▶ _The request_
Reproduce all of the records below verbatim, omitting the pictures from your answer.

▶ _Data rows_
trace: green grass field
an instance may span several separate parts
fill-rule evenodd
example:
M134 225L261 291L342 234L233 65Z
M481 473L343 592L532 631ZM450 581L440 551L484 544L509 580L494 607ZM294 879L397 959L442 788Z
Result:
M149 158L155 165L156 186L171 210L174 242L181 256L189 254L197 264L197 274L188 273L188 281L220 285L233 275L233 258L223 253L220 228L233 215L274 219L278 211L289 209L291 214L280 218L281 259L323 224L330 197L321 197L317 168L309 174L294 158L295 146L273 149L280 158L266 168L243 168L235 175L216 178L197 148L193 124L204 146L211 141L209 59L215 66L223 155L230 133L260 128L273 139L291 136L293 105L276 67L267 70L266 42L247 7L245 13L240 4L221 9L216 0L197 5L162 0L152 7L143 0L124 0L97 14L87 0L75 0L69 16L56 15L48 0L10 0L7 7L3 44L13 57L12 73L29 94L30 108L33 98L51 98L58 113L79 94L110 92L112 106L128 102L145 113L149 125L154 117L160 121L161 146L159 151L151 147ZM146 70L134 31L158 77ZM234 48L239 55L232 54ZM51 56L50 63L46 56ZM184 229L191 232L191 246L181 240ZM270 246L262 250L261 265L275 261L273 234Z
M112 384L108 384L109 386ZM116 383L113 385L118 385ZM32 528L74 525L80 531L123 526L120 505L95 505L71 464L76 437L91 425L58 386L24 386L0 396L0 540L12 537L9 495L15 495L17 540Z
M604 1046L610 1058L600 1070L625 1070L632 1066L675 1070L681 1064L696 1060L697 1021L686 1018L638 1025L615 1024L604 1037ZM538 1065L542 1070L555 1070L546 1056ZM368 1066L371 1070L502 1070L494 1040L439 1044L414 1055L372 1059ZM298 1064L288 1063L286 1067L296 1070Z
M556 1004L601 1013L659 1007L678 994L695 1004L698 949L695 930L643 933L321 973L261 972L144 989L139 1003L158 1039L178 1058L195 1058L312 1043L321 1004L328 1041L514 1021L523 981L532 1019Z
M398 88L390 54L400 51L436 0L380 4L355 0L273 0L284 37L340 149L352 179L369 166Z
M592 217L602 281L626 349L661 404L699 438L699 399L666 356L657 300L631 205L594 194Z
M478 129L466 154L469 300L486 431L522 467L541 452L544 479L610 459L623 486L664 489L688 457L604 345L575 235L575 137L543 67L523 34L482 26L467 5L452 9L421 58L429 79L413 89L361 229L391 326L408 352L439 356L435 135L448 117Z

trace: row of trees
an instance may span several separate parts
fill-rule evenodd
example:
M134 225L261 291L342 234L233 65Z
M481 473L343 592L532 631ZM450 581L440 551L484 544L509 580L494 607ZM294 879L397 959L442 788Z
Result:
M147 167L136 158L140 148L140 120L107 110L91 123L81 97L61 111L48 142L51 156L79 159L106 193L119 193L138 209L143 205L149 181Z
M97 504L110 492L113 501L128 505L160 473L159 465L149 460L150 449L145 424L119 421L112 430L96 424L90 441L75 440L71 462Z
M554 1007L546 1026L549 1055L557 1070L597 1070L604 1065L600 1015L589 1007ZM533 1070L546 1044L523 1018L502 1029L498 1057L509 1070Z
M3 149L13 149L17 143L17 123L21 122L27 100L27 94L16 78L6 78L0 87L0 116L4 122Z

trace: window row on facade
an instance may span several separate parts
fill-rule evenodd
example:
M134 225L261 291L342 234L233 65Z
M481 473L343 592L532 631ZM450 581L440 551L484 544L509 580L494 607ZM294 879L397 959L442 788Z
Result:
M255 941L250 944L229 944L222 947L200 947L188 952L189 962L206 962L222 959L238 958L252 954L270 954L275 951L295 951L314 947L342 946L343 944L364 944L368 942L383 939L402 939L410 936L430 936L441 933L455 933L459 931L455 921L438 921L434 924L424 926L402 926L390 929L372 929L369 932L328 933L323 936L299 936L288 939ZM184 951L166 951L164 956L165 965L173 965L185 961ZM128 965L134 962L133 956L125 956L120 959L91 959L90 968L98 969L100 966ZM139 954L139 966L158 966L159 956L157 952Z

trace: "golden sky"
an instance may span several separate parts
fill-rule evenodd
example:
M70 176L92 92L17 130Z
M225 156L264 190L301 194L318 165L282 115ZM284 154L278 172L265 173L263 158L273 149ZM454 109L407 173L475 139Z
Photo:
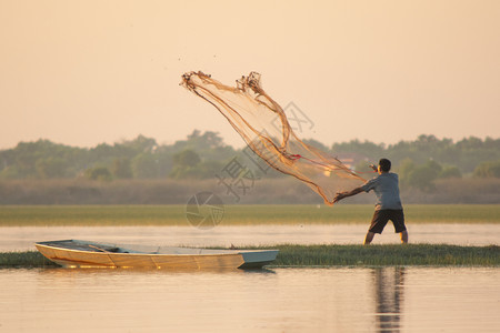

▶ _Task solution_
trace: green grass field
an instance may span several separate parts
fill-rule evenodd
example:
M134 225L261 291L342 234L233 65Z
M481 473L343 592L532 631ZM450 581L440 551L484 544L509 580L494 607ZM294 879L397 959L442 788Z
Result:
M149 158L155 165L156 186L171 210L174 242L181 256L189 254L197 264L197 274L188 273L188 281L220 285L233 275L233 258L223 253L220 228L233 215L274 219L278 211L289 209L291 214L280 218L281 259L323 224L330 197L321 197L317 168L309 174L294 158L295 146L273 149L280 158L266 168L243 168L235 175L216 178L197 148L193 124L204 146L211 141L209 59L215 66L223 155L230 133L260 128L273 139L291 136L293 105L276 67L267 70L266 42L247 7L245 13L240 4L221 9L216 0L197 5L162 0L152 7L143 0L124 0L97 14L87 0L75 0L69 16L56 15L48 0L10 0L7 7L3 44L13 57L12 73L29 94L30 108L33 98L51 98L58 113L79 94L110 92L112 106L128 102L145 113L149 125L154 117L160 121L161 146L159 151L151 147ZM146 70L134 31L158 77ZM234 48L239 55L232 54ZM51 56L50 63L46 56ZM184 229L191 232L191 246L181 240ZM270 246L262 250L261 265L275 261L273 234Z
M112 384L108 384L109 386ZM116 383L113 385L118 385ZM32 528L74 525L80 531L123 526L120 505L95 505L71 464L76 437L91 425L58 386L24 386L0 396L0 540L12 537L9 495L15 495L17 540Z
M604 1046L610 1058L600 1070L625 1070L632 1066L675 1070L681 1064L696 1060L697 1021L686 1018L638 1025L615 1024L604 1037ZM538 1065L542 1070L555 1070L546 1056ZM368 1066L371 1070L502 1070L494 1040L439 1044L414 1055L372 1059ZM298 1064L288 1063L286 1067L296 1070Z
M556 1004L601 1013L659 1007L678 994L695 1004L698 949L695 930L643 933L321 973L261 972L144 989L139 1003L158 1039L178 1058L195 1058L312 1043L321 1004L328 1041L514 1021L523 981L532 1019Z
M398 88L390 54L400 51L436 0L380 4L355 0L273 0L284 37L340 149L352 179L369 166Z
M592 217L602 281L626 349L661 404L699 438L699 399L666 356L657 300L631 205L594 194Z
M478 129L466 154L469 300L486 431L522 467L541 452L544 479L610 459L623 486L664 489L688 457L604 345L575 235L575 137L543 67L523 34L482 26L467 5L452 9L421 58L429 79L413 89L361 229L391 326L408 352L439 356L435 135L448 117Z

trace: row of trees
an instance may span several separate parts
fill-rule evenodd
example:
M134 225L261 291L342 234L233 65Z
M481 473L343 592L532 631ZM450 581L440 551L484 544L509 580L494 607ZM294 879L397 959L442 788Z
Result:
M147 167L136 158L140 148L140 120L107 110L91 123L81 97L61 111L48 142L51 156L79 159L106 193L119 193L138 209L143 205L149 181Z
M97 504L110 492L113 501L128 505L160 473L159 465L149 460L150 449L145 424L119 421L112 430L96 424L90 441L75 440L71 462Z
M554 1007L546 1026L549 1055L557 1070L597 1070L604 1065L600 1015L589 1007ZM533 1070L546 1044L523 1018L502 1029L498 1057L509 1070Z
M3 149L13 149L17 143L17 123L21 122L27 100L27 94L16 78L6 78L0 87L0 116L4 122Z

trace: window row on facade
an instance may span several separate parts
fill-rule evenodd
example:
M134 225L261 291L342 234L233 65Z
M481 473L343 592L532 631ZM450 581L440 551L484 544L509 580L494 607ZM294 879L397 959L442 788Z
Result:
M255 941L250 944L229 944L222 947L200 947L188 952L189 962L206 962L222 959L238 958L252 954L270 954L275 951L295 951L314 947L342 946L343 944L364 944L368 942L383 939L402 939L410 936L430 936L441 933L455 933L459 931L455 921L438 921L434 924L424 926L402 926L390 929L372 929L369 932L328 933L323 936L299 936L288 939ZM184 951L166 951L164 956L165 965L173 965L185 961ZM128 965L134 962L133 956L125 956L120 959L91 959L90 968L98 969L100 966ZM139 954L139 966L158 966L159 956L157 952Z

trace: "golden sky"
an instance may span several separate parts
fill-rule evenodd
example:
M70 176L92 92L17 130Z
M225 156L264 190L301 194L318 165L282 115ZM284 154L278 172L265 173L263 158L273 149ZM454 109L407 173L475 139Z
Photo:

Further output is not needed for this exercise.